• **Supplied passage**
• • • •
Bells, whistles, chimes and warblers for critical functions and alerts are all accompanied by a verbal recorded message to 'decode' the aural alert. Example: The firebell aural alert for an engine fire has the traditional fire bell sound, followed by a harsh female voice announcing 'fire, right engine.' Autopilot disconnect has traditional warning chimes followed by same female voice announcing "autopilot disconnect." Traditional cues, with spoken explanation.

The decision as to when to inhibit certain alerts and when to de-inhibit them is based on a general assessment of pilot cognition and ability and is fixed in the avionics suite programming. The USAF have done some preliminary work on intelligent systems that monitor the pilot's cognitive state (stress level, if you like) and decide whether or not to alert the combat pilot to a threat or abnormality, and if so, which pieces of information and when to convey it! The UK MoD has also researched another side of that coin - what if the operator (medico in your case) had a bit of kit that offered 'augmented cognition' in other words would assist your medico to regain the plot, or avoid unsafe commands or actions, by automatically commanding a set of previously agreed actions if/when the medio is overloaded or otherwise not able to cope with all the information. Cognitive assistance through adaptive automation they called it.

Another interesting line of inquiry is to compare the Boeing "only tell the pilot what he/she needs to know" where the operating system status is invisible to the operator when operating normally, c.f. the Airbus ECAM "in the loop" philosophy of a running commentary of changes to system status. Both have their advocates.

There is some interesting work on future designs of flight decks being touted at NASA and other places. Look up work by
James Reason (Human Error is a great start)
Marianne Rudisill,
Gordon Baxter and Denis Besnard,
Rasmussen, Duncan and Leplat,
Charles Billings.
Earl Weiner
Endsley and Strauch

A good start might be to Google Scholar "flight deck automation" "flight deck design" pilot cognition, and similar.

mercurydancer
15th May 2008, 21:10
ITCZ

That is exactly the information I need. Thank you. Its interesting that you cite James Reason as an author.. in fact much of my research is based on his transference of airline safety to healthcare settings.

It is prevalent in my mind to reduce the number of bleeping noises and to incraese the meaningfulness of the messages. I didnt consider the Three Mile Island accident but it looks like a superb place to look for examples. I know I can find parallels with clinicians being overloaded with signals when they have critical tasks mounting up and have to prioritise. Having a framework of message prioritisation could form the next stage to the work we are doing. It does reinforce my feeling that airline and aircraft companies have done this well before us and what we need to do is listen very hard and with attention to the paralleles between the two professions.
• • • •
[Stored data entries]
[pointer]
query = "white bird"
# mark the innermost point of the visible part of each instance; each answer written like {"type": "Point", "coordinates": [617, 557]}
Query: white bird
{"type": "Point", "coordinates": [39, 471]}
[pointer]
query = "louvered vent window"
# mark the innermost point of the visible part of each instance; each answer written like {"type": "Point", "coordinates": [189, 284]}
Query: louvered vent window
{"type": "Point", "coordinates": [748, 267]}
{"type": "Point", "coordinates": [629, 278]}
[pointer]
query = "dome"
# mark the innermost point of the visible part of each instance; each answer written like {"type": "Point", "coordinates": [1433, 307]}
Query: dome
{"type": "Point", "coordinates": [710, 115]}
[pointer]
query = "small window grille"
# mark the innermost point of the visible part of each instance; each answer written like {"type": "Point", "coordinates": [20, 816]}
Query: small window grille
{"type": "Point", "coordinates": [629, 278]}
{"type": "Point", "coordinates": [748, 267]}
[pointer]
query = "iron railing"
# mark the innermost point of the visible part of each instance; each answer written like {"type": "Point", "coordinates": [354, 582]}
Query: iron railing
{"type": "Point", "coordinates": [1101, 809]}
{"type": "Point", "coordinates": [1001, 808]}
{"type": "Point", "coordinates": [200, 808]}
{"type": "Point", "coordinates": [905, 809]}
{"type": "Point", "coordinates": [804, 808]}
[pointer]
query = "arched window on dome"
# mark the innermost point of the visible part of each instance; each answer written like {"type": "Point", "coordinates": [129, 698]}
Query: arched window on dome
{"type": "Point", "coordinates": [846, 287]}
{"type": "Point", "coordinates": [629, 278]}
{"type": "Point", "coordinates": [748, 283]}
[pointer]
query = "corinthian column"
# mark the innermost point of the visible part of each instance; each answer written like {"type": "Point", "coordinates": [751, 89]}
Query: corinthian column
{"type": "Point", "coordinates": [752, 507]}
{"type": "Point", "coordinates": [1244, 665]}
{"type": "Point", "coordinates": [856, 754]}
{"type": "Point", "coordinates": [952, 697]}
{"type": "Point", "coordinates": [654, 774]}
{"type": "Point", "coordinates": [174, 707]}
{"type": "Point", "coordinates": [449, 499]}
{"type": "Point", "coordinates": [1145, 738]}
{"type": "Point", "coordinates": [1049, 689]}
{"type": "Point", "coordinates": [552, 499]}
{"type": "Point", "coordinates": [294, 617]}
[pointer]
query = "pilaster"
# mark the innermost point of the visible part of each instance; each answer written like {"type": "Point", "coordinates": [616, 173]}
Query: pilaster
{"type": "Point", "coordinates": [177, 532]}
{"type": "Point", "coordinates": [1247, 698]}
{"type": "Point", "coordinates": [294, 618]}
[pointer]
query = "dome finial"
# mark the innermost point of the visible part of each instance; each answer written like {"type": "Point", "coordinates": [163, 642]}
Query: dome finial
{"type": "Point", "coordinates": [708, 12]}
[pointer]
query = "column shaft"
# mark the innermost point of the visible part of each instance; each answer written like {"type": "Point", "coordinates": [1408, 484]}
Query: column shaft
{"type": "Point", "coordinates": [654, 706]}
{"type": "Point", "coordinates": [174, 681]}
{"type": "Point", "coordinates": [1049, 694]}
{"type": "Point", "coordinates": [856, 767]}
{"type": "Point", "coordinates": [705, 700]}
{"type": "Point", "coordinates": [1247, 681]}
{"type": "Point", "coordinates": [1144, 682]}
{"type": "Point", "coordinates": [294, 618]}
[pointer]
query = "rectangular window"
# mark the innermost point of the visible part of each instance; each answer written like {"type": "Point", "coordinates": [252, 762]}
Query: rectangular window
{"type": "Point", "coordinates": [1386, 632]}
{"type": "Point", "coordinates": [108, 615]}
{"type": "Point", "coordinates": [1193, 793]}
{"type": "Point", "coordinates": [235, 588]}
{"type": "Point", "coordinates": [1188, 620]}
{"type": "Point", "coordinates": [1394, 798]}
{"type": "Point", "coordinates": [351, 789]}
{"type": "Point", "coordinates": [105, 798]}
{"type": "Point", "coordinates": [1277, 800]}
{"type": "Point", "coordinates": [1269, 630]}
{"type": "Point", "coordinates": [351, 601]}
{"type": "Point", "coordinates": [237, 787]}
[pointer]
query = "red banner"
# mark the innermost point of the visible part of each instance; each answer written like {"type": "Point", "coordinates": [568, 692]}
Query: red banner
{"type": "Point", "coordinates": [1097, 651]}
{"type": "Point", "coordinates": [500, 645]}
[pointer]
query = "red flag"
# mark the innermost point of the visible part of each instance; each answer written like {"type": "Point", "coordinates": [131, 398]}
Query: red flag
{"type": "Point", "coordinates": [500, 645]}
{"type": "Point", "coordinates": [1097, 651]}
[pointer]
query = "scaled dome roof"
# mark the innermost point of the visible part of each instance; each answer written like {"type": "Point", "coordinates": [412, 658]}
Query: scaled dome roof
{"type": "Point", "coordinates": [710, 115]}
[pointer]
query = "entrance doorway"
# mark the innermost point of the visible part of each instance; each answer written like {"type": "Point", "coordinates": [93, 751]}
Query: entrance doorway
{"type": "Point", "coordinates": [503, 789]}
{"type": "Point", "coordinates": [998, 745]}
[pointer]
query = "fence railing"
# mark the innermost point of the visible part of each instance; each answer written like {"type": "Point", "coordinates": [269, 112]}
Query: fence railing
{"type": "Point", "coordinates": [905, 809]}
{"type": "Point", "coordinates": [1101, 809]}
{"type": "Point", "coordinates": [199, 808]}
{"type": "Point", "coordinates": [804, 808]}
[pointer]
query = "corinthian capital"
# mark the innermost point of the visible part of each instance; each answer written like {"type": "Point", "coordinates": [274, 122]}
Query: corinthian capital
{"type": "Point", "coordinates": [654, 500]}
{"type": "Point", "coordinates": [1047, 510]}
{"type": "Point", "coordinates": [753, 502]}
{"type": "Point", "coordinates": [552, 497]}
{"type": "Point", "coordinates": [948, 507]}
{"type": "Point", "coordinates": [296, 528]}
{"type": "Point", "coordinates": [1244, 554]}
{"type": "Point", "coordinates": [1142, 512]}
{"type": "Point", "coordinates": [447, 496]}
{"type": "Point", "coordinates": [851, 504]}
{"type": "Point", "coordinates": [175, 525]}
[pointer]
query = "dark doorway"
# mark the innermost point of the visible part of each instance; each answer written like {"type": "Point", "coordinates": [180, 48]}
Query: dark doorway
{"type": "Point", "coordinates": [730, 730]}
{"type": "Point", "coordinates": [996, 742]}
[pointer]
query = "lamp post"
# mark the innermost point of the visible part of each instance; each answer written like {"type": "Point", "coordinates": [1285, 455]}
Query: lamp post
• • • •
• **Work instructions**
1. In the aircraft alerts passage, what name did the UK MoD give to its research on helping an overloaded operator?
2. Retype the part of the aircraft alerts passage starting with "mercurydancer" and going on through "to healthcare settings.".
Draw only on the aircraft alerts passage.

• **Results**
1. Cognitive assistance through adaptive automation.

2.
mercurydancer
15th May 2008, 21:10
ITCZ

That is exactly the information I need. Thank you. Its interesting that you cite James Reason as an author.. in fact much of my research is based on his transference of airline safety to healthcare settings.